Give the records below again, exactly as they appear.

==== Input records

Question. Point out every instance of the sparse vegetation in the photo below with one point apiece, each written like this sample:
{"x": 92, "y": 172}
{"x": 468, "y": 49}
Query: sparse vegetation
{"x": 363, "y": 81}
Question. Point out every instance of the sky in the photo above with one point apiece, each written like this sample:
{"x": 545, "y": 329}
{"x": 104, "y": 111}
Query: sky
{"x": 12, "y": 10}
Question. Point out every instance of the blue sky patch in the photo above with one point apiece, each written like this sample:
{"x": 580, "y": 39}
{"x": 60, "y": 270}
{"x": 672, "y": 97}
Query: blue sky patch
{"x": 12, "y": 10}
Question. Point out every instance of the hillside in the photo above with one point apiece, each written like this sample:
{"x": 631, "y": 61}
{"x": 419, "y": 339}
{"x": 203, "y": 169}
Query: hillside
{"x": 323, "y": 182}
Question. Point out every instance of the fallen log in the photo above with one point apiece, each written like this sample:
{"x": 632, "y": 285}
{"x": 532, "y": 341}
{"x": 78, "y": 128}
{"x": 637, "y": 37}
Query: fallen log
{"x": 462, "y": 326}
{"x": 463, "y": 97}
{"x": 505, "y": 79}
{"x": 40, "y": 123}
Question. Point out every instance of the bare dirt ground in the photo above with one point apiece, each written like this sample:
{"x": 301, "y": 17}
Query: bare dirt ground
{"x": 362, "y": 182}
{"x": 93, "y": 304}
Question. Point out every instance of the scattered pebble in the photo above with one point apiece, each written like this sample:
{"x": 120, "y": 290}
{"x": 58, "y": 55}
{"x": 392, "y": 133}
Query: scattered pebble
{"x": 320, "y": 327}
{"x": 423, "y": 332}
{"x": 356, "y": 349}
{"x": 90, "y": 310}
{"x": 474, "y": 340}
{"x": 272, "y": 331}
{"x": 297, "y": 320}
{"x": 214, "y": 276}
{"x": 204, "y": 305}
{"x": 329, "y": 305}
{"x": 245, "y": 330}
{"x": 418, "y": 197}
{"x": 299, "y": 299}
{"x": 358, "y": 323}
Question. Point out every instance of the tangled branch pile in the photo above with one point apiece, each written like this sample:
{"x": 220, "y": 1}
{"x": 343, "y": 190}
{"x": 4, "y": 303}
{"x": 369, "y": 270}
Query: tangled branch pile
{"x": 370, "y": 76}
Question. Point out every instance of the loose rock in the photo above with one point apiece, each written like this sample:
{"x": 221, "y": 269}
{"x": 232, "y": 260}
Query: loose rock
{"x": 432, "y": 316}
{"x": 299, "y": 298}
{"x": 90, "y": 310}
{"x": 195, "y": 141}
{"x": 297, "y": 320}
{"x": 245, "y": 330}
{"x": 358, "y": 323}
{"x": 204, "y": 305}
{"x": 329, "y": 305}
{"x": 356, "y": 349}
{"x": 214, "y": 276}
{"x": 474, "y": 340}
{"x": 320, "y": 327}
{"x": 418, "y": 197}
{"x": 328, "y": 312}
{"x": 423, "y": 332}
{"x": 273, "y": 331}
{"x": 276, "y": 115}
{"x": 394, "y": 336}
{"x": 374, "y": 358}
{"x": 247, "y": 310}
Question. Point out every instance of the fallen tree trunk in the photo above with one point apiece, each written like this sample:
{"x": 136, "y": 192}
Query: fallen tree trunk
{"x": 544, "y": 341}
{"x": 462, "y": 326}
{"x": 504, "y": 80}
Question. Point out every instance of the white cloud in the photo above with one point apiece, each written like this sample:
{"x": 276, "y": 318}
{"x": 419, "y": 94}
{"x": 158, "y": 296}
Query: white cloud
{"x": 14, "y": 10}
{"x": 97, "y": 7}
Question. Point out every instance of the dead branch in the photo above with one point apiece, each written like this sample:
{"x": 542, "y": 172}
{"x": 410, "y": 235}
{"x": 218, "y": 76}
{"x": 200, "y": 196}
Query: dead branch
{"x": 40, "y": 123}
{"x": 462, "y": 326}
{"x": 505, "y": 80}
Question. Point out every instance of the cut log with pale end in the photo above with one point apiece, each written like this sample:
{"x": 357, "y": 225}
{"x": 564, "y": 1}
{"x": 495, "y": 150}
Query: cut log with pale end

========

▸ **Response to this exercise**:
Question. Point out every instance of the sparse vegetation in the photo below with one point apiece, each written like this sample:
{"x": 92, "y": 172}
{"x": 468, "y": 49}
Query: sparse vegetation
{"x": 363, "y": 81}
Question. Point out every instance of the sky in the photo above with one point apiece, each written like this sample:
{"x": 545, "y": 329}
{"x": 104, "y": 111}
Query: sky
{"x": 12, "y": 10}
Question. Point out every instance of the blue sky patch in the photo above with one point apiece, each written like this sample:
{"x": 580, "y": 39}
{"x": 60, "y": 270}
{"x": 672, "y": 97}
Query: blue sky patch
{"x": 12, "y": 10}
Question. Point out every instance of the hillside in the photo above with one point apiece, each written like this sample:
{"x": 631, "y": 61}
{"x": 419, "y": 339}
{"x": 203, "y": 169}
Query: hillside
{"x": 323, "y": 182}
Question. Point out every instance of the fallen log in the photo above with one point apiece, each written like this sample:
{"x": 632, "y": 285}
{"x": 532, "y": 341}
{"x": 78, "y": 128}
{"x": 637, "y": 37}
Query: fallen log
{"x": 462, "y": 326}
{"x": 463, "y": 97}
{"x": 505, "y": 79}
{"x": 40, "y": 123}
Question. Point out every instance of the bare dirt ground in the photo above with one point apiece, each written like this sample:
{"x": 301, "y": 17}
Query: bare dirt ground
{"x": 362, "y": 182}
{"x": 93, "y": 304}
Question. Point out every instance of the scattered pebble in the photo above with one point apiece, each written like this sample:
{"x": 120, "y": 290}
{"x": 58, "y": 55}
{"x": 392, "y": 133}
Query: scattered pebble
{"x": 320, "y": 327}
{"x": 423, "y": 332}
{"x": 356, "y": 349}
{"x": 90, "y": 310}
{"x": 474, "y": 340}
{"x": 272, "y": 331}
{"x": 297, "y": 320}
{"x": 214, "y": 276}
{"x": 204, "y": 305}
{"x": 329, "y": 305}
{"x": 245, "y": 330}
{"x": 418, "y": 197}
{"x": 299, "y": 299}
{"x": 358, "y": 323}
Question. Point out every instance of the tangled branch pile in the photo above with one point apiece, each written like this sample:
{"x": 220, "y": 1}
{"x": 343, "y": 190}
{"x": 4, "y": 303}
{"x": 369, "y": 270}
Query: tangled branch pile
{"x": 370, "y": 76}
Question. Point out every instance of the loose rock in the photo above with one point apiece, each written like this sample:
{"x": 221, "y": 269}
{"x": 232, "y": 260}
Query: loose rock
{"x": 432, "y": 316}
{"x": 299, "y": 298}
{"x": 90, "y": 310}
{"x": 195, "y": 141}
{"x": 297, "y": 320}
{"x": 245, "y": 330}
{"x": 358, "y": 323}
{"x": 204, "y": 305}
{"x": 329, "y": 305}
{"x": 356, "y": 349}
{"x": 214, "y": 276}
{"x": 474, "y": 340}
{"x": 320, "y": 327}
{"x": 418, "y": 197}
{"x": 328, "y": 312}
{"x": 423, "y": 332}
{"x": 273, "y": 331}
{"x": 276, "y": 115}
{"x": 394, "y": 336}
{"x": 374, "y": 358}
{"x": 247, "y": 310}
Question. Point out every instance of the fallen tree trunk in the photo above with one point apiece, each written like this sample:
{"x": 136, "y": 192}
Query: fallen tree trunk
{"x": 544, "y": 341}
{"x": 462, "y": 326}
{"x": 504, "y": 80}
Question. Point out every instance of the white cloud in the photo above with one point apiece, each written like this sample:
{"x": 276, "y": 318}
{"x": 419, "y": 94}
{"x": 158, "y": 296}
Query: white cloud
{"x": 14, "y": 10}
{"x": 97, "y": 7}
Question. Point out every instance of the dead branch in the photo above with one point apiece, each written like this sample:
{"x": 542, "y": 172}
{"x": 410, "y": 235}
{"x": 218, "y": 76}
{"x": 200, "y": 196}
Query: dead branch
{"x": 40, "y": 123}
{"x": 462, "y": 326}
{"x": 505, "y": 80}
Question. Point out every instance of the cut log with pale end in the photo above with one point apiece, each written like this sample:
{"x": 357, "y": 225}
{"x": 564, "y": 1}
{"x": 495, "y": 150}
Query: cut log with pale end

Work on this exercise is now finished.